Exercise aim: Reproduce every line of the data below word for word, without changing anything.

Records:

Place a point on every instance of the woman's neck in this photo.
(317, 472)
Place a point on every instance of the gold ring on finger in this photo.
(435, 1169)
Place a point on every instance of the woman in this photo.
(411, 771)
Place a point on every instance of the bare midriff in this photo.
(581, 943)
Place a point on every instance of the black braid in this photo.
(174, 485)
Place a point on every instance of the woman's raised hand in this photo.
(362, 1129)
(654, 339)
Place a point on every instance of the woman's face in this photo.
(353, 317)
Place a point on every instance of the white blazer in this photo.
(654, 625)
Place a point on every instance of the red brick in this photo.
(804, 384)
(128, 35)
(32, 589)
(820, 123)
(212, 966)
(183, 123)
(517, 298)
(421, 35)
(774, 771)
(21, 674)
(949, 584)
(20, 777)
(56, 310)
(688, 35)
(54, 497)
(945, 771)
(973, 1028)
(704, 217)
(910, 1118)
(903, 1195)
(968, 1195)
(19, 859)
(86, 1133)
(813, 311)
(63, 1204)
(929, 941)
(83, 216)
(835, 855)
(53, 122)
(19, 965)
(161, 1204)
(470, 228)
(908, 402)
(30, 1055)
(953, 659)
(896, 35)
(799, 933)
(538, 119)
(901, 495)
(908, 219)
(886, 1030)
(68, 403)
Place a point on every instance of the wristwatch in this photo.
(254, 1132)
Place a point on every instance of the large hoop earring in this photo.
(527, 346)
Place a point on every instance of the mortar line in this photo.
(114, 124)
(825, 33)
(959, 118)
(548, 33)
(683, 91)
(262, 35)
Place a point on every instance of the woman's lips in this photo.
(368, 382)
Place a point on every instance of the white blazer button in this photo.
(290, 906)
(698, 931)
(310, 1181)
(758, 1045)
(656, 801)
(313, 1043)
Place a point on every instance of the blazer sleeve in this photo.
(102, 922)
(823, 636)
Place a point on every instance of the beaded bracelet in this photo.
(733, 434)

Finished task:
Place a point on every instance of the woman's neck in this photo.
(317, 472)
Place a point on every instance of the gold ring on finger in this photo.
(435, 1169)
Place a point on every instance of the woman in this photo.
(411, 771)
Place a point on every instance of the bare midriff in this photo.
(581, 943)
Place a point on every instance of the black braid in this photo.
(174, 485)
Place a point on every instance of the woman's raised hand in this photo.
(362, 1129)
(654, 339)
Place a point on every instance of the woman's face in this photo.
(353, 317)
Place a point on every instance of the white blazer in this photo.
(654, 625)
Place a point on every instance of the red brick in this photo.
(804, 384)
(128, 35)
(32, 589)
(820, 123)
(212, 966)
(183, 123)
(517, 298)
(421, 35)
(774, 771)
(21, 674)
(949, 584)
(20, 777)
(56, 310)
(688, 35)
(54, 497)
(945, 771)
(973, 1028)
(704, 217)
(910, 1118)
(903, 1195)
(968, 1195)
(19, 859)
(86, 1133)
(813, 311)
(63, 1204)
(929, 941)
(83, 216)
(835, 855)
(53, 122)
(19, 965)
(161, 1204)
(470, 228)
(908, 402)
(30, 1055)
(953, 659)
(896, 35)
(799, 933)
(538, 119)
(901, 495)
(908, 219)
(886, 1030)
(68, 403)
Place a point on every instance of the wristwatch in this photo.
(254, 1132)
Place a point on every instance of the large hoop earring in this photo.
(527, 346)
Place a point on every instance of the mortar line in this photo.
(114, 124)
(825, 33)
(959, 118)
(548, 33)
(683, 91)
(262, 35)
Place a point on every instance of the woman's lips in this photo.
(368, 382)
Place a point on every instance of the white blazer button in this photo.
(290, 906)
(698, 931)
(310, 1181)
(758, 1045)
(656, 801)
(313, 1043)
Place a point on every instance of the blazer sleeve in this photo.
(102, 922)
(823, 636)
Place a point on every instance of the beaded bracelet in this photo.
(733, 434)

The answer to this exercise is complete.